§ **Text passage**:

--------

Investing helps your money keep with inflation and gives your money the opportunity to grow exponentially. You can generally expect a return of about 7% on stock market investments over time. Since student loan interest rates tend to be lower than the average rate of return from the stock market, it makes mathematical sense to invest rather than pay off student loans early.

Since compound interest works best when you start investing early, it’s best to use any extra money to fund your retirement plan or taxable investment accounts rather than pay off your student loans early. Your low interest student loans will always be there. The opportunity to grow your money with compound interest each year becomes less and less as you wait.

Other Things to Consider

In many cases, the math works out in favor of not paying off your student loans early. That doesn’t mean that it’s the right decision for everyone. If you’re someone who’s debt-averse or otherwise doesn’t like owing money, it may make sense to get rid of your student loans as fast as possible for peace of mind.

Another thing to consider is that some private student loans have higher interest rates. If your student loans are costing you more than you’d earn in the stock market, definitely pay off the student loans first. Also see if you can refinance them to get a better interest rate moving forward.

Final Thoughts

Ultimately, the decision to pay off your student loans early or not comes down to your financial situation and personal preference. If you don’t have an emergency and your student loans have a low interest rate, it’s probably better to use that extra money to invest in the stock market and take advantage of compound interest. If you have other debts with higher interest rates than that of your student loans, it makes sense to get rid of those debts first.

On the other hand, if your student loans have a high interest rate or you just prefer to aggressively tackle all of your debt, definitely pay those student loans off early.

When you take all of these factors into consideration, you’ll have a much better idea of what decision is best for you. Just remember to think about the big picture and how paying off your student loans affects the other areas of your finances.

--------

§ **Records**:
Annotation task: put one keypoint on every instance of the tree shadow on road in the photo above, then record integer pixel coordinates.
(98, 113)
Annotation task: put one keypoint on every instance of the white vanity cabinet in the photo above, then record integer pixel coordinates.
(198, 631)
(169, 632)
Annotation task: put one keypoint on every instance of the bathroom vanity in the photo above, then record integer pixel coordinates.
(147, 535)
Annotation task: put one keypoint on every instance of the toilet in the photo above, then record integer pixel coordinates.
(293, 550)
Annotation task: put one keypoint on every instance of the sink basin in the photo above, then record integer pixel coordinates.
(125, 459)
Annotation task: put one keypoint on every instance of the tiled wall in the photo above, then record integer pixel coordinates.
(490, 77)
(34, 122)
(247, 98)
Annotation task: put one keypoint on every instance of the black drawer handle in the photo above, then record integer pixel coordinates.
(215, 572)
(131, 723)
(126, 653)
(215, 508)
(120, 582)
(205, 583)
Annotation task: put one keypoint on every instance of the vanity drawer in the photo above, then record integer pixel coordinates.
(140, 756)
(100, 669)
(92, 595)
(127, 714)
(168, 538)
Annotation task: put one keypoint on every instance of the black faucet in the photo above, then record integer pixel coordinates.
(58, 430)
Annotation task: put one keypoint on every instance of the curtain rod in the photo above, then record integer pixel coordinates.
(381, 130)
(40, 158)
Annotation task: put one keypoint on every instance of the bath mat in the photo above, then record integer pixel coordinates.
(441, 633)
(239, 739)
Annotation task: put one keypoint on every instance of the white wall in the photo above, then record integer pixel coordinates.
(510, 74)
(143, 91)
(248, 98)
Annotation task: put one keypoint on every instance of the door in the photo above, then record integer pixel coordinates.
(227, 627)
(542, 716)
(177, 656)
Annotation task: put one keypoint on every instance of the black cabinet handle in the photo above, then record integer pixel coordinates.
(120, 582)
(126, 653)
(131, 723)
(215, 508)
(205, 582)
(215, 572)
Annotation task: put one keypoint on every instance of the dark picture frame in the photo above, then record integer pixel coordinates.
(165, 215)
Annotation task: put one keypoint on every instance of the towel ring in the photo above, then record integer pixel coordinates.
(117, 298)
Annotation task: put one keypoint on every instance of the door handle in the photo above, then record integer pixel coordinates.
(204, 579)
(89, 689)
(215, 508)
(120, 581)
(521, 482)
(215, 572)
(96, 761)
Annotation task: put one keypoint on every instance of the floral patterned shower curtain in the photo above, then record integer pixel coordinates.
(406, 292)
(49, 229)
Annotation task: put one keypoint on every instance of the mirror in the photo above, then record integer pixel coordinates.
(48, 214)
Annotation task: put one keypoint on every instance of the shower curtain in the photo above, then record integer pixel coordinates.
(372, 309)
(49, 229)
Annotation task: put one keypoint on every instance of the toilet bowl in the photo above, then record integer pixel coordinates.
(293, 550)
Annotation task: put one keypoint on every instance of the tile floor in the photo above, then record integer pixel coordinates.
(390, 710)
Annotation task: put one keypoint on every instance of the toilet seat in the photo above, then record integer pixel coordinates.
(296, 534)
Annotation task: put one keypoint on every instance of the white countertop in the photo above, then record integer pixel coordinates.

--------

§ **What you will do**:
A: Edit the part of the student loans text that opens with the words containing "Other Things to" and closes with "peace of mind.", replacing "peace of mind" with "emotional relief".
B: In one to three sentences, explain why the student loans text says it makes mathematical sense to invest rather than pay off student loans early.
The entries have no connection to the student loans text.

§ **Answers to each task**:
A:
Other Things to Consider

In many cases, the math works out in favor of not paying off your student loans early. That doesn’t mean that it’s the right decision for everyone. If you’re someone who’s debt-averse or otherwise doesn’t like owing money, it may make sense to get rid of your student loans as fast as possible for emotional relief.

B: Student loan interest rates tend to be lower than the average rate of return from the stock market, which is about 7% over time. Investing the extra money therefore earns more than paying the loans early would save.